Marginal Homogeneity Tests — MarginalHomogeneityTests • coin

Testing the marginal homogeneity of a repeated measurements factor in a complete block design.

# S3 method for class 'formula'
mh_test(formula, data, subset = NULL, ...)
# S3 method for class 'table'
mh_test(object, ...)
# S3 method for class 'SymmetryProblem'
mh_test(object, ...)

Arguments

formula: a formula of the form y ~ x | block where y and x are factors and block is an optional factor (which is generated automatically if omitted).
data: an optional data frame containing the variables in the model formula.
subset: an optional vector specifying a subset of observations to be used. Defaults to NULL.
object: an object inheriting from classes "table" (with identical dimnames components) or "SymmetryProblem".

_Supplied data_
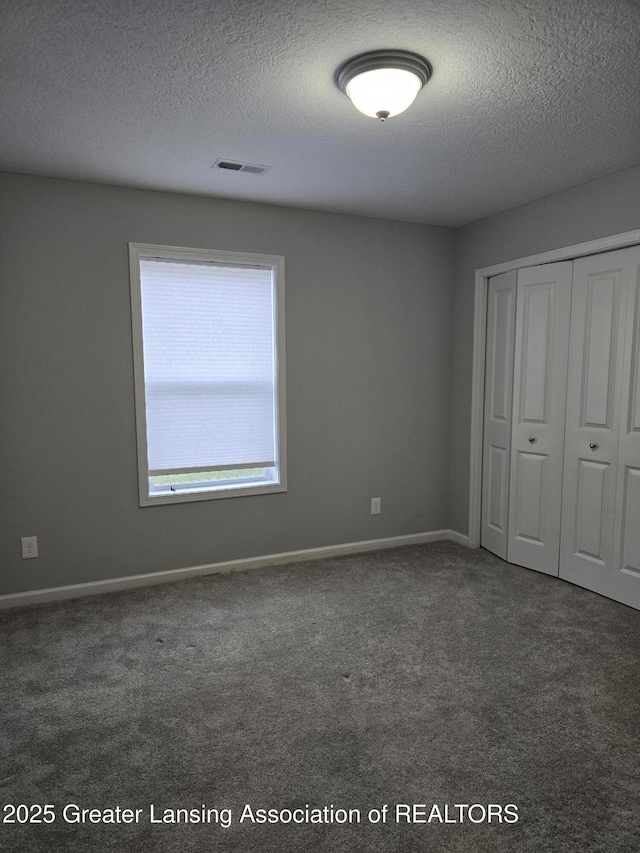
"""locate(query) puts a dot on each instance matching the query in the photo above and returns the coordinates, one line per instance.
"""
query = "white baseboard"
(38, 596)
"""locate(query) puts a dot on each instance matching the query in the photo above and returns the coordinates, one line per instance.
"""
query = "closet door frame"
(482, 276)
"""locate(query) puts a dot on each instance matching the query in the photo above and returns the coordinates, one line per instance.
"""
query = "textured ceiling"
(527, 97)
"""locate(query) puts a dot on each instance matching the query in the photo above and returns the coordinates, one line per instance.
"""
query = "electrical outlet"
(29, 547)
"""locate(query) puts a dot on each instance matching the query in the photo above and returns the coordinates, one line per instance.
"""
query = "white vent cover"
(237, 166)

_Task instructions_
[1] According to the marginal homogeneity tests page, what happens if the block factor is left out of the formula?
[2] Supply what comes next in the marginal homogeneity tests page, starting after its last line.
The rows come from a separate source.

_Results for the exercise_
[1] It is generated automatically.

[2]
...: further arguments to be passed to symmetry_test().

Details

mh_test() provides the McNemar test, the Cochran \(Q\) test, the Stuart(-Maxwell) test and the Madansky test of interchangeability. A general description of these methods is given by Agresti (2002).

The null hypothesis of marginal homogeneity is tested. The response variable and the measurement conditions are given by y and x, respectively, and block is a factor where each level corresponds to exactly one subject with repeated measurements.

This procedure is known as the McNemar test (McNemar, 1947) when both y and x are binary factors, as the Cochran \(Q\) test (Cochran, 1950) when y is a binary factor and x is a factor with an arbitrary number of levels, as the Stuart(-Maxwell) test (Stuart, 1955; Maxwell, 1970) when y is a factor with an arbitrary number of levels and x is a binary factor, and as the Madansky test of interchangeability (Madansky, 1963), which implies marginal homogeneity, when both y and x are factors with an arbitrary number of levels.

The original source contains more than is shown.